Among the records below, the line containing "of the rectangular" marks the start. Output it and all lines after it exactly.
Task data START
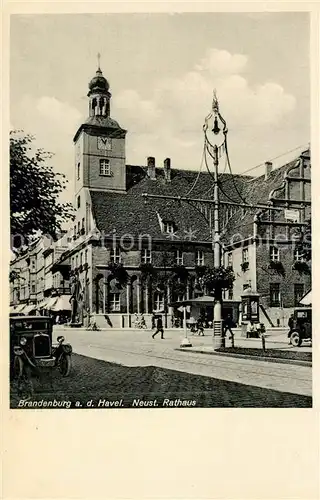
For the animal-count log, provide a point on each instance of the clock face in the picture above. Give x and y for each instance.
(78, 150)
(104, 143)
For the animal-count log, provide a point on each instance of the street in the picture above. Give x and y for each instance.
(137, 348)
(122, 368)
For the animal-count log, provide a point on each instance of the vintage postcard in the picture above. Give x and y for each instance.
(160, 212)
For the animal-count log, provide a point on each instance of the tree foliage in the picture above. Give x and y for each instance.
(34, 190)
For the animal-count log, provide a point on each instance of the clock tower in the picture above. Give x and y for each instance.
(100, 162)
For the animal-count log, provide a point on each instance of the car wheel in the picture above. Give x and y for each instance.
(64, 365)
(295, 339)
(17, 367)
(22, 373)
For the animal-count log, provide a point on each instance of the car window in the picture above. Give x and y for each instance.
(26, 326)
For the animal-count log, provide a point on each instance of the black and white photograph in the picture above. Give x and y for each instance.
(160, 211)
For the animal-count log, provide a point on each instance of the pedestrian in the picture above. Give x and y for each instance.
(153, 321)
(159, 328)
(291, 323)
(227, 324)
(143, 322)
(200, 328)
(251, 329)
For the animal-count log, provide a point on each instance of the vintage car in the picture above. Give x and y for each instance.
(31, 347)
(301, 326)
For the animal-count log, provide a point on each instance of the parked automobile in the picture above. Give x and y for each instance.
(301, 326)
(31, 347)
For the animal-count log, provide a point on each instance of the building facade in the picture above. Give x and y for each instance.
(127, 254)
(261, 245)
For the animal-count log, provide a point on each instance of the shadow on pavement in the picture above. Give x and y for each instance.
(93, 379)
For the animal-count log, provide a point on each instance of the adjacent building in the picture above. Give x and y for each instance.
(127, 254)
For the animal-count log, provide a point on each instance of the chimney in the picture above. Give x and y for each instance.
(167, 169)
(151, 162)
(268, 169)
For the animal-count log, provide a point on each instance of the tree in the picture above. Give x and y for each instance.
(34, 191)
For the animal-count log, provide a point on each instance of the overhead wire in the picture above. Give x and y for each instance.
(272, 159)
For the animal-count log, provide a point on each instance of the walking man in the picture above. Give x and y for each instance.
(228, 323)
(159, 328)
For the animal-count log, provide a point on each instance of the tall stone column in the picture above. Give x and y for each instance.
(128, 302)
(138, 285)
(146, 288)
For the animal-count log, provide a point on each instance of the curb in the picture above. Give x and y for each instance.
(248, 356)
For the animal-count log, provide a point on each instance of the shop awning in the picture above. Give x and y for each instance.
(307, 299)
(62, 304)
(42, 304)
(29, 308)
(204, 300)
(19, 307)
(51, 302)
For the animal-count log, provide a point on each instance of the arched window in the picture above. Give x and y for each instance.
(101, 104)
(94, 104)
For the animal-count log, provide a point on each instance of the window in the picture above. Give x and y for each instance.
(146, 256)
(114, 301)
(274, 254)
(158, 301)
(105, 167)
(200, 258)
(115, 255)
(168, 227)
(275, 295)
(245, 255)
(298, 293)
(179, 258)
(246, 285)
(298, 257)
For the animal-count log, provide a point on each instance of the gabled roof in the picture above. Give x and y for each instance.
(130, 213)
(255, 191)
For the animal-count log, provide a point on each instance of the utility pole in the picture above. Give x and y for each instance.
(218, 338)
(215, 115)
(214, 152)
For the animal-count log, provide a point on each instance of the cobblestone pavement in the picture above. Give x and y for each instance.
(136, 348)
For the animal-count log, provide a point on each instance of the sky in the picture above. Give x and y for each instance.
(162, 69)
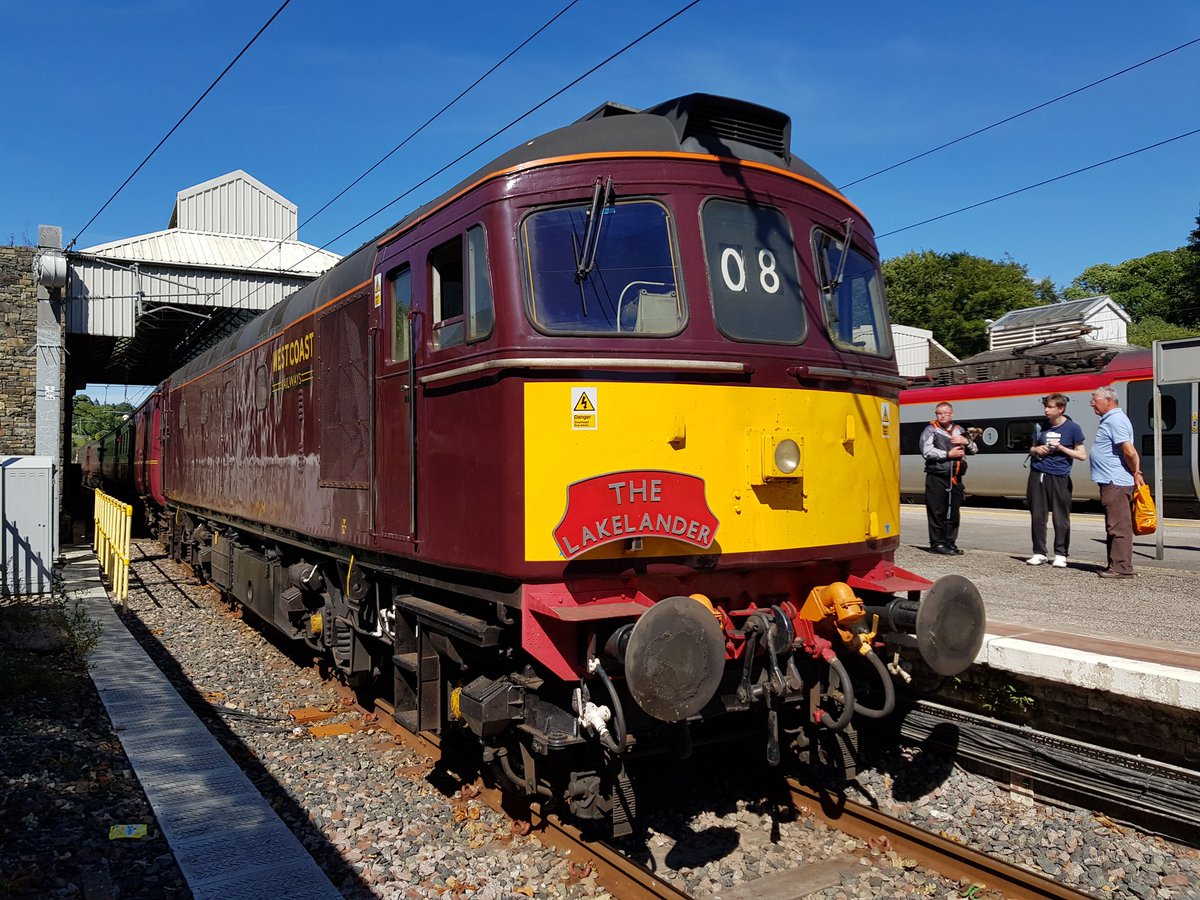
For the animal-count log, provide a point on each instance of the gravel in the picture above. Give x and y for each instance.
(382, 823)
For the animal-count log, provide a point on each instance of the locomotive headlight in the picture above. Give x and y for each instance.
(781, 456)
(787, 456)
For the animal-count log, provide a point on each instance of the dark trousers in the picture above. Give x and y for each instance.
(1049, 496)
(942, 504)
(1119, 527)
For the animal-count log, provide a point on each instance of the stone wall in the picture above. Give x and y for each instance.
(18, 340)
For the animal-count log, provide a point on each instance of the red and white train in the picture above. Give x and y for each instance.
(1009, 414)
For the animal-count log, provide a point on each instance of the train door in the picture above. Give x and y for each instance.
(1180, 477)
(395, 413)
(154, 451)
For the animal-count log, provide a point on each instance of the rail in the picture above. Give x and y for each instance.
(112, 543)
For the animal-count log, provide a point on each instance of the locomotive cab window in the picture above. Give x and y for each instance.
(480, 311)
(401, 289)
(753, 274)
(461, 291)
(445, 289)
(603, 269)
(852, 297)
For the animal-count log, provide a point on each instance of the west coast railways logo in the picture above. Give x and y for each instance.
(635, 504)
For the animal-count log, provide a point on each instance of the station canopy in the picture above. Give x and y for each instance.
(141, 307)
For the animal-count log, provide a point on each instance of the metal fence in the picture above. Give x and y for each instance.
(112, 543)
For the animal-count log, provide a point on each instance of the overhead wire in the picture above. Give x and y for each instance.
(521, 118)
(1039, 184)
(181, 119)
(1024, 112)
(495, 135)
(249, 268)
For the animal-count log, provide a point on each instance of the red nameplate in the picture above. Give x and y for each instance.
(635, 504)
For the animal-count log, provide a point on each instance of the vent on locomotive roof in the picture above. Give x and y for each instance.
(714, 121)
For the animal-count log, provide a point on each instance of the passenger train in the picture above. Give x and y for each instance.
(1009, 413)
(592, 457)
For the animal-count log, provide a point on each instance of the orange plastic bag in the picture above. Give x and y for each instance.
(1145, 516)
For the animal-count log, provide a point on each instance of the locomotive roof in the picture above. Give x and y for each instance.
(694, 124)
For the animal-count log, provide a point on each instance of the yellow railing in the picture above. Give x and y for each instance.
(112, 543)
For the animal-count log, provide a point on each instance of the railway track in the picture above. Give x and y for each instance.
(948, 858)
(627, 879)
(982, 876)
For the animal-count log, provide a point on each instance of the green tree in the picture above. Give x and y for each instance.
(952, 294)
(1150, 286)
(90, 420)
(1191, 288)
(1145, 331)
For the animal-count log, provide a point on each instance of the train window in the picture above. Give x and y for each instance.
(852, 297)
(445, 270)
(262, 388)
(401, 305)
(1169, 414)
(753, 274)
(1020, 433)
(615, 279)
(480, 313)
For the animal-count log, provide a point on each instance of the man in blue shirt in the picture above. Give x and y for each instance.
(1056, 447)
(1116, 468)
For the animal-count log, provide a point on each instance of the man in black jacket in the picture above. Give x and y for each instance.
(945, 447)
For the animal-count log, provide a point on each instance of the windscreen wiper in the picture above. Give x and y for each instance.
(835, 281)
(601, 196)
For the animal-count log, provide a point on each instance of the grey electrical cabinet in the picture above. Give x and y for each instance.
(29, 540)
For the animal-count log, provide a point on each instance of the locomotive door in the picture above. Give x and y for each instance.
(1179, 453)
(395, 459)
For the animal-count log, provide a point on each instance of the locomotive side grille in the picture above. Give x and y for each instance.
(744, 123)
(345, 393)
(747, 131)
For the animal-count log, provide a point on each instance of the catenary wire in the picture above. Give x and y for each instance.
(487, 139)
(387, 156)
(1039, 184)
(175, 126)
(515, 121)
(1018, 115)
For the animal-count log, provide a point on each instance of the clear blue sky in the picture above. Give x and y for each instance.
(89, 88)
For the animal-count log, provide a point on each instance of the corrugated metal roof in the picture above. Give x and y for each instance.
(179, 246)
(1073, 311)
(235, 203)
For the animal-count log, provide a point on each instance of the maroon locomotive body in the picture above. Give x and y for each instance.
(589, 454)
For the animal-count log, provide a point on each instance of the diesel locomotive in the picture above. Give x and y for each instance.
(592, 457)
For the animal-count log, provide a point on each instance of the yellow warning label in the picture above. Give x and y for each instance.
(583, 409)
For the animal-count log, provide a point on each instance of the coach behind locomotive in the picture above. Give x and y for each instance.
(586, 456)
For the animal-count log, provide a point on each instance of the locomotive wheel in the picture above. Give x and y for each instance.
(675, 659)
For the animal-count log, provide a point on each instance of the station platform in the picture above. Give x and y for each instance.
(226, 838)
(1131, 637)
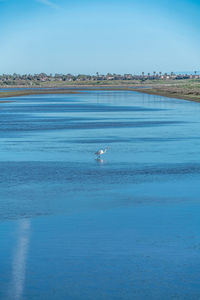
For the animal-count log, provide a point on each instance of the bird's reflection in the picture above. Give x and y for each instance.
(19, 260)
(100, 161)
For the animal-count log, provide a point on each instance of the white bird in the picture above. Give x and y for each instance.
(101, 151)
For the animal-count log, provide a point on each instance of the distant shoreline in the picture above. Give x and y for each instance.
(159, 90)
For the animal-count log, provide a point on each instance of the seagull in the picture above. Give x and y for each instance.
(101, 151)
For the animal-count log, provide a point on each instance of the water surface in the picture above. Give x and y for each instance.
(122, 227)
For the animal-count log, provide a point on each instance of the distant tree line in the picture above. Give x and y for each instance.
(13, 79)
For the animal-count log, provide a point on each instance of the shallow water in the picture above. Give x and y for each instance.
(122, 227)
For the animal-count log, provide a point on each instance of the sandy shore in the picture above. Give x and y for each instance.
(166, 91)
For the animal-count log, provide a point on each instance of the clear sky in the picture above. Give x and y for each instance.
(89, 36)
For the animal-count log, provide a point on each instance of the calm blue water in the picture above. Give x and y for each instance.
(122, 227)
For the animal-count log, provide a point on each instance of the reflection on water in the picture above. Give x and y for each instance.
(122, 226)
(100, 161)
(19, 260)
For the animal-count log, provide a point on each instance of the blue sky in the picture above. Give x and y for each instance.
(89, 36)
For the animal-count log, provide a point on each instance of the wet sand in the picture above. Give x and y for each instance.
(171, 92)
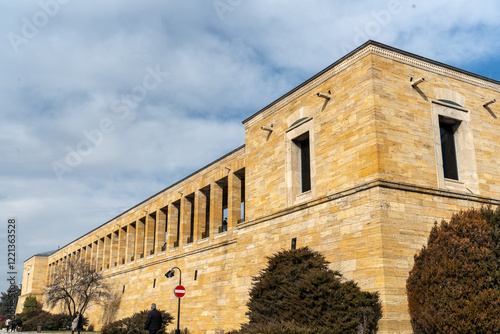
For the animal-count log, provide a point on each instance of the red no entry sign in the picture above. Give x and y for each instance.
(179, 291)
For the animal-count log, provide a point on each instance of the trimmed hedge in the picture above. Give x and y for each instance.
(453, 286)
(135, 324)
(297, 294)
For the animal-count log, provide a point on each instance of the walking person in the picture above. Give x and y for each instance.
(154, 320)
(7, 324)
(77, 323)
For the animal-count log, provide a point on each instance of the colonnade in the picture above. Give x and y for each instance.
(189, 220)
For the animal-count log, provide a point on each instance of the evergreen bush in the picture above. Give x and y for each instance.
(297, 293)
(453, 286)
(135, 324)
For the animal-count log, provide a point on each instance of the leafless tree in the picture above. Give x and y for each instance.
(75, 285)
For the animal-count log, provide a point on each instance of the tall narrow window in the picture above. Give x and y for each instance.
(447, 128)
(302, 143)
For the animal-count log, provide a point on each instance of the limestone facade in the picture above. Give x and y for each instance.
(371, 150)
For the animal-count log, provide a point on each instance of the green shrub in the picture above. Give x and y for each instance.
(47, 320)
(135, 324)
(453, 286)
(297, 293)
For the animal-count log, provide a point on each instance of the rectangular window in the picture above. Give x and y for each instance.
(447, 129)
(302, 143)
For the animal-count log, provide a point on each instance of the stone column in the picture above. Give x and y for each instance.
Task data END
### [Exercise result]
For the animal-count log, provide a point on each instance of the rectangular window in the picture above. Give x and y for each instance.
(447, 129)
(302, 143)
For the animal-count log, provide a point on each instance of the stone column in the picture above. Give x and y for each instance.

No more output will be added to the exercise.